== Aufgabe 1 ==
Kopiere aus dem Artikel über die Power-to-Gas-Technik den Abschnitt wortgetreu, der bei „Sogar ein Großkraftwerk sei damit“ beginnt und bei „einen Innovationsstandort Donauried.“ endet.
== Aufgabe 2 ==
Fasse den Absatz im Artikel über die Power-to-Gas-Technik, der mit „Da es sich um ein autarkes System handelt“ beginnt, als kurze Liste zusammen und behalte dabei seine wesentlichen Fakten bei.
== Aufgabe 3 ==
Schreibe den Artikel über die Power-to-Gas-Technik im Anschluss an seinen letzten Satz weiter.

Die Frustrationsgrenzen von Karl-Hermann Busse und Johannes Strasser scheinen erstaunlich hoch zu sein. Da stellen der Wissenschaftler und der Ex-Politiker im Windstützpunkt in Lauingen eine ihrer Meinung nach revolutionäre Technologie zur emissionsfreien Energieversorgung vor, und die Zahl der Interessierten lässt sich an einer Hand abzählen. Vielleicht klingt es zu sehr nach dem Stein der Weisen, was Busse und Strasser da zu erzählen haben. Das riecht gar nach „perpetuum mobile“, wie einer der wenigen Zuhörer ungläubig bemerkt.

Wie sieht dieses „perpetuum mobile“ der Energiewende nun aus? Bei der als „Power-to-Gas“ (Elektrische Energie zu Gas) genannten Technik wird aus Ökostrom (Wind, Solar) ein Brenngas hergestellt, das ins öffentliche Gasnetz eingespeist, zwischengespeichert oder im Verkehrswesen eingesetzt werden kann. Die von dem Rostocker Start-up Exytron angebotene patentierte Lösung ist dezentral und kann ingenieurtechnisch kommerziell umgesetzt werden. Da sie nicht nur emissionsneutral, sondern sogar emissionsfrei ist, sieht das wie eine Steilvorlage für die Klimaziele von Bundesregierung und Bayerischer Staatsregierung aus.

Da es sich um ein autarkes System handelt, kann es auf vielfältige Weise eingesetzt werden. So beauftragten die Augsburger Stadtwerke im März Exytron damit, die Strom- und Wärmeversorgung für einen Bestandswohnungsbau mit 70 Einheiten zu planen. CO2-Emissionen und Stickoxide werden dabei um mehr als 70 Prozent reduziert. In einer Anlage in Alzey Rheinland-Pfalz mit 37 Häusern werden weltweit erstmals 100 Prozent der klimaschädlichen Abgase vermieden. Die Technik wandelt überschüssigen Strom aus einer Photovoltaikanlage auf den Dächern in hochwertiges, regeneratives Erdgas um, das zwischengespeichert wird.

Sogar ein Großkraftwerk sei damit machbar

Durch konventionelle Brennwertthermen und ein Blockheizkraftwerk werden Strom und Wärme für die Haushalte erzeugt. Sogar ein Großkraftwerk sei mit der Power-to-Gas-Technik machbar. Ein herkömmliches Reserve-Gaskraftwerk mit einem Gigawatt Leistung, wie es im Donauried angedacht ist, nennt Ingenieur Karl-Hermann Busse „eine Dreckschleuder“, die knapp zwei Millionen Tonnen CO2 im Jahr in die Atmosphäre blase. Dieses Kraftwerk sollte man nach Meinung von Busse und Strasser durch dezentrale, vernetzte Systeme „neu denken“. Denn ein emissionsfreies, regionales Gasspeicherkraftwerk sei realisierbar und hätte Signalwirkung für einen Innovationsstandort Donauried.

== Bereitgestellte Angaben ==
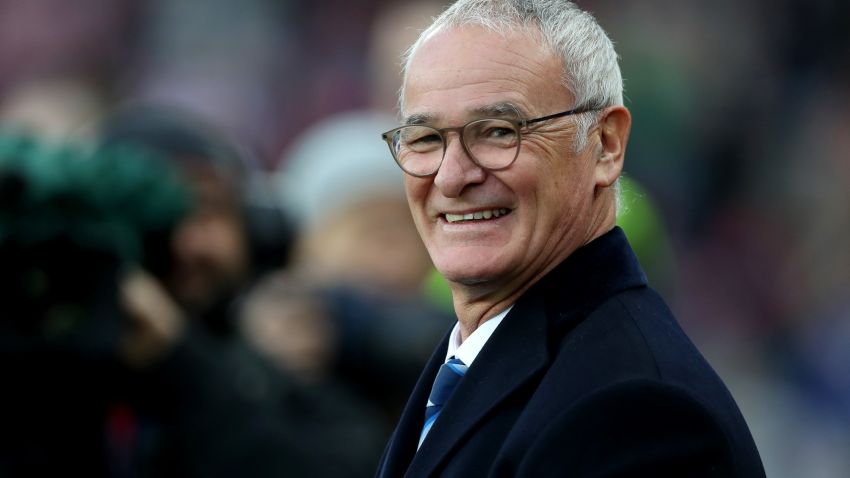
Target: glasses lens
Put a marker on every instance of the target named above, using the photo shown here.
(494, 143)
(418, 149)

...

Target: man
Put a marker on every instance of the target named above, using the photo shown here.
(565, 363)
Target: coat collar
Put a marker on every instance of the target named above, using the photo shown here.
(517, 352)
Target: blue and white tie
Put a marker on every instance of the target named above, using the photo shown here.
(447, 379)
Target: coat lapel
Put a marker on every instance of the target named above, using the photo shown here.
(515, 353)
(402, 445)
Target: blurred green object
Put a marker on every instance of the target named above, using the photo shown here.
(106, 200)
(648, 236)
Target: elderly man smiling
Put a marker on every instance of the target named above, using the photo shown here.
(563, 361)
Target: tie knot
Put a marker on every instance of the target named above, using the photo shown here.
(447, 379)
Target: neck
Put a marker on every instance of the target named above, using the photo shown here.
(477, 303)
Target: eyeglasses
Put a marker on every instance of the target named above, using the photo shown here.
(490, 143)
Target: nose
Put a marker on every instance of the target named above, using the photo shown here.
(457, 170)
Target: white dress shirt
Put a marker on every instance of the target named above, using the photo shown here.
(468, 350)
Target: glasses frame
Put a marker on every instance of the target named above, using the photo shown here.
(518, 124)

* * *

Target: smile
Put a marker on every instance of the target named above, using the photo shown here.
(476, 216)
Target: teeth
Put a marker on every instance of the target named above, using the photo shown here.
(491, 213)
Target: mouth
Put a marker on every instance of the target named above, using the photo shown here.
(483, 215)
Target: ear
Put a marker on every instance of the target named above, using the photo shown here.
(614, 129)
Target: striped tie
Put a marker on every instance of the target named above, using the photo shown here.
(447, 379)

== Antwort 1 ==
Sogar ein Großkraftwerk sei damit machbar

Durch konventionelle Brennwertthermen und ein Blockheizkraftwerk werden Strom und Wärme für die Haushalte erzeugt. Sogar ein Großkraftwerk sei mit der Power-to-Gas-Technik machbar. Ein herkömmliches Reserve-Gaskraftwerk mit einem Gigawatt Leistung, wie es im Donauried angedacht ist, nennt Ingenieur Karl-Hermann Busse „eine Dreckschleuder“, die knapp zwei Millionen Tonnen CO2 im Jahr in die Atmosphäre blase. Dieses Kraftwerk sollte man nach Meinung von Busse und Strasser durch dezentrale, vernetzte Systeme „neu denken“. Denn ein emissionsfreies, regionales Gasspeicherkraftwerk sei realisierbar und hätte Signalwirkung für einen Innovationsstandort Donauried.

== Antwort 2 ==
- Das System ist autark und lässt sich deshalb vielfältig einsetzen.
- Im März beauftragten die Augsburger Stadtwerke Exytron mit der Planung der Strom- und Wärmeversorgung für einen Bestandswohnungsbau mit 70 Einheiten.
- Bei diesem Bau werden CO2-Emissionen und Stickoxide um mehr als 70 Prozent reduziert.
- In einer Anlage in Alzey (Rheinland-Pfalz) mit 37 Häusern werden weltweit erstmals 100 Prozent der klimaschädlichen Abgase vermieden.
- Dort wird überschüssiger Strom aus einer Photovoltaikanlage auf den Dächern in hochwertiges, regeneratives Erdgas umgewandelt und zwischengespeichert.

== Antwort 3 ==
Mit der neuen Technik von Exytron können aber auch die Fähigkeiten von herkömmlichen Biogasanlagen zum Lastausgleich in elektrischen Netzen deutlich gesteigert werden. Diese Bemerkung von Busse bringt Eugen Bayer vom Bauernverband auf den Plan. Schließlich ist Biogas auch in der Region oft das zweite Standbein vieler Landwirte. Wie viel mehr denn durch das neue System bei einem Kubikmeter Rohbiogas herauskäme, fragt Bayer. Die Antwort von Busse, der auch Exytron-Anteilseigner ist: „Wir verdoppeln damit die Menge.“ Das neue System könne auch Strom aus lokaler regenerativer Erzeugung oder aus dem Netz aufnehmen. So entstehe aus der Biogasanlage ein wirkungsvoller Energiespeicher.

In der Folgezeit entwickelt sich eine anregende Diskussion unter Fachleuten. Dabei wird gegen die Politik, die großen Konzerne im Besonderen und ein behäbiges System gewettert, das sich in einem weichen Subventionsbett gemütlich eingerichtet habe und erhebliches Beharrungsvermögen aufweise. Um Preise, Kosten und Investitionen ging es an dem Abend nur am Rande, dabei ist gerade das bei der angepeilten Zielgruppe der Kommunen, der Ingenieur- und Architekturbüros, aber auch der Landwirte, immer wieder die Gretchenfrage.